> _SET EXERCISE_
Can you write out everything from the line containing "Task: indicate the inflatable" down to the line containing "<point>108,85</point>", both included, with -131 added to each coordinate in the answer points? Keep every other line unchanged, including the sample coordinates inside the task lines.

> _DATA SECTION_

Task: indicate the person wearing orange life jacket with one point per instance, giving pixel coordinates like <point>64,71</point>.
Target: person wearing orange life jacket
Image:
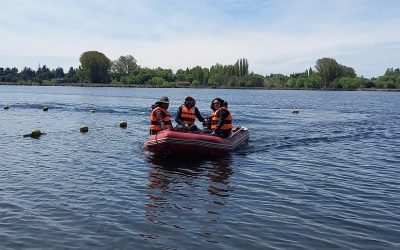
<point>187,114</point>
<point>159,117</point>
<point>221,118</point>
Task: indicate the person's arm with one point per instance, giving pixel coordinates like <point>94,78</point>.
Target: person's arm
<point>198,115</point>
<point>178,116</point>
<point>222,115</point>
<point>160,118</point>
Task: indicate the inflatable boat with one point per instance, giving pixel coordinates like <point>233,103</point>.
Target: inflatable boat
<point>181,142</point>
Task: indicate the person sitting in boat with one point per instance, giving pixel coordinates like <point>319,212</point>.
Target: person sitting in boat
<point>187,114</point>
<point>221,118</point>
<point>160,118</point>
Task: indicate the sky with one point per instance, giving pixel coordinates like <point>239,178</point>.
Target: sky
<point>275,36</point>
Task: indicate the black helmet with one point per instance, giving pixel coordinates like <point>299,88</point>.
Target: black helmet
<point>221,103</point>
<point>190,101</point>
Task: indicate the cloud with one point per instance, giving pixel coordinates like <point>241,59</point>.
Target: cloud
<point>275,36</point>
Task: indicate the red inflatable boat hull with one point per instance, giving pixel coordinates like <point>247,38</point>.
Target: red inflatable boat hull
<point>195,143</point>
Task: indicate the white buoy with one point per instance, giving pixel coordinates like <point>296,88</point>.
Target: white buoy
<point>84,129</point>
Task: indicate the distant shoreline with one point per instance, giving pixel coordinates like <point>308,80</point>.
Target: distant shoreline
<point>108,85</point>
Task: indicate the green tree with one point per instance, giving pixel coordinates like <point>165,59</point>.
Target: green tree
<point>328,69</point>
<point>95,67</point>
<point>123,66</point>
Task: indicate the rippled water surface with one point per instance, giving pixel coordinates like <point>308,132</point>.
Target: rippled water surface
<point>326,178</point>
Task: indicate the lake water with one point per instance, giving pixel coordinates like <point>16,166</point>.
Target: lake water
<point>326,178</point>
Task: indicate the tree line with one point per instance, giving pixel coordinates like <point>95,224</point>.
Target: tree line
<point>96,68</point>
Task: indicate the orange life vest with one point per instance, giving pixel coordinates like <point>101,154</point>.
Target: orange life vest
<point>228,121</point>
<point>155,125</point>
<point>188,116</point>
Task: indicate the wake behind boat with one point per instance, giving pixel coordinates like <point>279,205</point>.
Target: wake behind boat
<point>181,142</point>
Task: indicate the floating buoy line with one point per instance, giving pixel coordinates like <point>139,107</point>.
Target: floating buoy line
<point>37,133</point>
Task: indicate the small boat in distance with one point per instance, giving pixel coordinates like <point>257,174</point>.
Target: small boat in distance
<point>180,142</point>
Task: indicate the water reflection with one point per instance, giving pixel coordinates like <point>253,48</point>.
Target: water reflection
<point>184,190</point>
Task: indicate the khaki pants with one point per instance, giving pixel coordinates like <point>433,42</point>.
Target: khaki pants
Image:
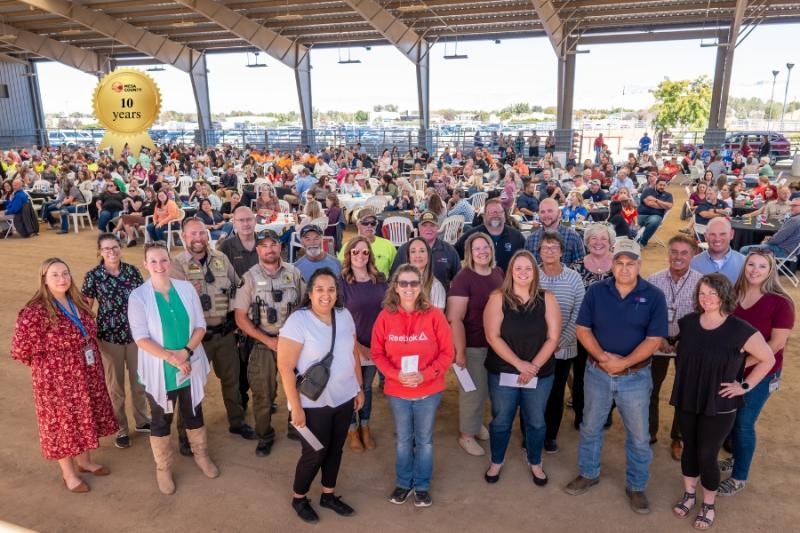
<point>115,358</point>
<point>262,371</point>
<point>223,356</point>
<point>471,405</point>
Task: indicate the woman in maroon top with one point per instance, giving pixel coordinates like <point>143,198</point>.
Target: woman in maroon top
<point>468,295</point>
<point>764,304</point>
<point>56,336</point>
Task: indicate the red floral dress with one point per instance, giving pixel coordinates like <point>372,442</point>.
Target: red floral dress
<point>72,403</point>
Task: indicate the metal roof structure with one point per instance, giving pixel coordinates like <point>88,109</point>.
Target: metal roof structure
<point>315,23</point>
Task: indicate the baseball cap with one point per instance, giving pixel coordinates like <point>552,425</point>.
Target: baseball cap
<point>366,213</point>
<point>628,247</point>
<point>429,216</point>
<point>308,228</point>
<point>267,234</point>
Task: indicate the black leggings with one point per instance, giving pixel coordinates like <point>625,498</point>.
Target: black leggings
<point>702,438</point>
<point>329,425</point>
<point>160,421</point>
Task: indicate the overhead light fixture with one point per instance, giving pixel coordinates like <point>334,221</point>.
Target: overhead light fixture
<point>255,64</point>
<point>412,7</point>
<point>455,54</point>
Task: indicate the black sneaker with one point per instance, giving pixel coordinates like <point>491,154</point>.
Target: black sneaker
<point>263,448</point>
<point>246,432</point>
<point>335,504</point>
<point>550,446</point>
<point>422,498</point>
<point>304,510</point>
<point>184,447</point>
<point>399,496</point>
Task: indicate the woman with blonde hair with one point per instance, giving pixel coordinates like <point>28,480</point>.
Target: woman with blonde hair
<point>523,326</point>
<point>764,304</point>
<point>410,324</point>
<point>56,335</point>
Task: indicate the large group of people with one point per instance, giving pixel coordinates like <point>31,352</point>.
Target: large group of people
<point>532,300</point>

> _RESULT OF THE EXERCISE_
Task: indicate the inflatable boat with one point per instance, giving pixel coordinates like <point>233,103</point>.
Target: inflatable boat
<point>50,11</point>
Task: indicate the person sitting in boat with one point per instance, giving pixel coordinates like <point>319,212</point>.
Target: person sitting in boat
<point>56,-17</point>
<point>90,-13</point>
<point>29,-13</point>
Task: indicate the sky with one point per instance, giving pixel coordinates like <point>239,178</point>.
Target: sky
<point>144,-95</point>
Task: indicate the black helmet with one point per instance, giving pixel coordinates like <point>299,88</point>.
Target: black helmet
<point>90,-28</point>
<point>59,-30</point>
Task: indicate the cloud with one point per instance, giving pixel coordinates like <point>241,59</point>.
Target: cloud
<point>144,-95</point>
Task: indicate the red inflatable boat hull with one point per instance, giving pixel coordinates like <point>247,38</point>.
Target: red inflatable boat hull
<point>64,12</point>
Task: indicate the white buoy with one point per instance, giving pixel coordinates like <point>296,88</point>.
Target: white buoy
<point>-47,-2</point>
Task: indicate the distant shoreline with one point per instance, giving pixel coordinates like <point>308,80</point>.
Target: distant shoreline
<point>-23,-46</point>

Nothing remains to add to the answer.